» Assignment: A verbatim transcription of the listing below is required, without its pictures.

» Dataset content:
··········

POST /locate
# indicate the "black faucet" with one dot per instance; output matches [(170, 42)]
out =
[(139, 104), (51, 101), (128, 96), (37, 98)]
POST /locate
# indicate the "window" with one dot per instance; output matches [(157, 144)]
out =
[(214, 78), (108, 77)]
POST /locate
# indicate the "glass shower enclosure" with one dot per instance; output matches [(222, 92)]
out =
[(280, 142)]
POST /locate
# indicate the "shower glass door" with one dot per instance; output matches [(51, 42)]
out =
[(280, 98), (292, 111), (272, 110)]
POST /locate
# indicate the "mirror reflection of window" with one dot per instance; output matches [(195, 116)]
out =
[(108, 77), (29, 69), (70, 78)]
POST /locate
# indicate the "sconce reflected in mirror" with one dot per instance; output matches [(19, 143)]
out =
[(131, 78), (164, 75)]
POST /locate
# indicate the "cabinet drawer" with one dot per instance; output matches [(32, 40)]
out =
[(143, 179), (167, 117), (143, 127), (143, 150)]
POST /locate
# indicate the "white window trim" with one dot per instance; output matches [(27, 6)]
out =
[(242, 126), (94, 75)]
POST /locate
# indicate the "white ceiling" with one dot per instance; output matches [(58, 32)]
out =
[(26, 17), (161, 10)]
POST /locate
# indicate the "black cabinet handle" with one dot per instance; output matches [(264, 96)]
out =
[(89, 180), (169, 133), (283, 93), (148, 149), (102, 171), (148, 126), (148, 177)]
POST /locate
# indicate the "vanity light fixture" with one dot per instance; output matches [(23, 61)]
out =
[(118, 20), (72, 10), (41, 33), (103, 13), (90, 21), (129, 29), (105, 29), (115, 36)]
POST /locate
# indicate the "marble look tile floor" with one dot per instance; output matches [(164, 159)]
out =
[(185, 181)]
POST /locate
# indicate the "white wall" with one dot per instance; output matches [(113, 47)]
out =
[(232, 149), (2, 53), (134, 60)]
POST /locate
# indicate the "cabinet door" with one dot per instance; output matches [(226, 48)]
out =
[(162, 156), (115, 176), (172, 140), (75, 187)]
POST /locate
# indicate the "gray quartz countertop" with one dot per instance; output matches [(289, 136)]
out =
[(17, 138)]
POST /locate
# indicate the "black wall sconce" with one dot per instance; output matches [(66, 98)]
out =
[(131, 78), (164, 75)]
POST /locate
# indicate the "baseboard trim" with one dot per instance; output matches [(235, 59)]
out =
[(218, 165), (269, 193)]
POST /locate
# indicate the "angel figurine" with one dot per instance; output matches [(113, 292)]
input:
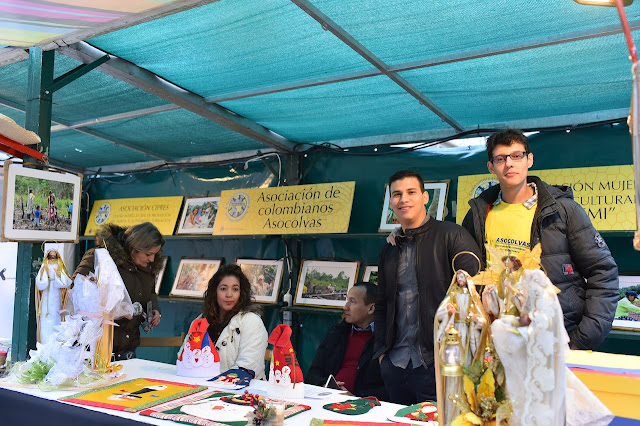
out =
[(52, 282), (461, 322)]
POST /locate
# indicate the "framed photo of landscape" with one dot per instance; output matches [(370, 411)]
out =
[(325, 283), (370, 274), (198, 215), (40, 205), (627, 316), (193, 277), (264, 276), (438, 192)]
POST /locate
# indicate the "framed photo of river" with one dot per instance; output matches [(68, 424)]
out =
[(436, 206), (264, 276), (192, 278), (325, 283), (627, 316), (40, 205)]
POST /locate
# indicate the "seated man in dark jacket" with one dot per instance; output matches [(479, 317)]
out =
[(347, 349)]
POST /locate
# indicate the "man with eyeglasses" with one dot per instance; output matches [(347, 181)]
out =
[(523, 211)]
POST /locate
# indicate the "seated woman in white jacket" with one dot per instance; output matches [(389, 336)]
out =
[(238, 332)]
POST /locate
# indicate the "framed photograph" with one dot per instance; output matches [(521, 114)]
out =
[(438, 192), (370, 274), (40, 205), (160, 275), (265, 277), (193, 277), (198, 215), (325, 283), (627, 315)]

··········

» Exercise answer:
POST /locate
# indicate the "black faucet" with one dot per instance; output matches [(170, 42)]
out =
[(139, 104), (51, 101), (128, 96), (37, 98)]
POST /locate
# indicate the "window" with one dot per instance; output matches [(157, 144)]
out =
[(214, 78), (108, 77)]
POST /locate
# indicate the "glass shower enclosure" with one dot per instance; output matches [(222, 92)]
out =
[(280, 142)]
POST /locate
# indicate the "shower glass door" with one dot per instance; output matches [(51, 42)]
out =
[(280, 98), (292, 111), (272, 110)]
POST /locate
# indicate the "mirror reflection of window" with one dot per instance; output matches [(195, 116)]
out =
[(108, 77), (29, 69), (70, 78)]
POST /locate
# indicate the "sconce reflected in mirror" with one dot per instance; output matches [(19, 143)]
out =
[(131, 78), (164, 75)]
POST /locate
# indicate the "cabinet drawer" with one dot per instance; output matches [(32, 40)]
out =
[(143, 179), (167, 117), (143, 127), (143, 150)]
POST /locate
# indicate the "white window trim" with one dot per instance; output matches [(27, 6)]
out =
[(242, 126), (94, 75)]
POST /locate
# indicate the "white ceiling" with one dot per instance; output matches [(58, 32)]
out =
[(26, 17), (161, 10)]
POST /locate
# indicate the "black cabinet handle" with one dot per instance; output matches [(264, 96)]
out =
[(89, 180), (169, 133), (283, 93), (148, 149), (102, 171), (148, 126), (148, 177)]
POST /locate
# indicate the "vanity light fixture" with one dot per instance; output matches [(23, 61)]
out =
[(118, 20), (72, 10), (41, 33), (103, 13), (90, 21), (129, 29), (105, 29), (115, 36)]
POST /locate
# indicate the "marble look tile floor" with one dot per instance; output matches [(164, 159)]
out =
[(185, 181)]
POST /locate
# indicate the "white wall" with one dot per instance; output matches [(113, 47)]
out =
[(232, 149), (2, 53), (134, 60)]
POST /locate
# indicate the "cabinet door" with one dot per instance; output matches [(226, 48)]
out =
[(162, 156), (115, 176), (172, 140), (75, 187)]
POST /locate
# indicate the "gray quartz countertop" with one dot per instance; output matches [(289, 136)]
out =
[(17, 138)]
POST /locate
# indicate the "black wall sconce" with one dot per instance; output matches [(66, 98)]
out =
[(131, 78), (164, 75)]
POST /locate
# indicate the "baseboard trim" with one dot per instance; output matches [(235, 59)]
out =
[(218, 165), (269, 193)]
POST /locate
# indicate the "angel figurine" with one dot per instance; output matches [(113, 292)]
input:
out =
[(52, 282), (461, 322)]
POST /locate
# indicate the "framed photo of landscape" with one dot per instance; output matches [(370, 411)]
out =
[(325, 283), (370, 274), (198, 215), (40, 205), (627, 316), (193, 277), (264, 276), (438, 192)]
POST /locate
# indicate the "framed photo of river" with one dot per instance; output matches [(68, 424)]
out =
[(436, 206), (264, 276), (192, 278), (325, 283), (627, 316), (40, 205)]
POST /locate
# indicate the "seated man in dark jacket" with one dot per instance; output matches [(479, 317)]
out =
[(347, 349)]
POST /locate
# indicate the "man with eyeglasses" with one dot per instance; output matches [(347, 181)]
out =
[(523, 211)]
POST /locate
# indicate the "seated woman in white jacket" with one dot per instance; output matches [(389, 336)]
out =
[(238, 332)]
POST /locate
# indicate the "framed photograph" with one dot per instance; output matches [(521, 114)]
out =
[(438, 192), (370, 274), (40, 205), (160, 275), (265, 277), (193, 277), (198, 215), (325, 283), (627, 315)]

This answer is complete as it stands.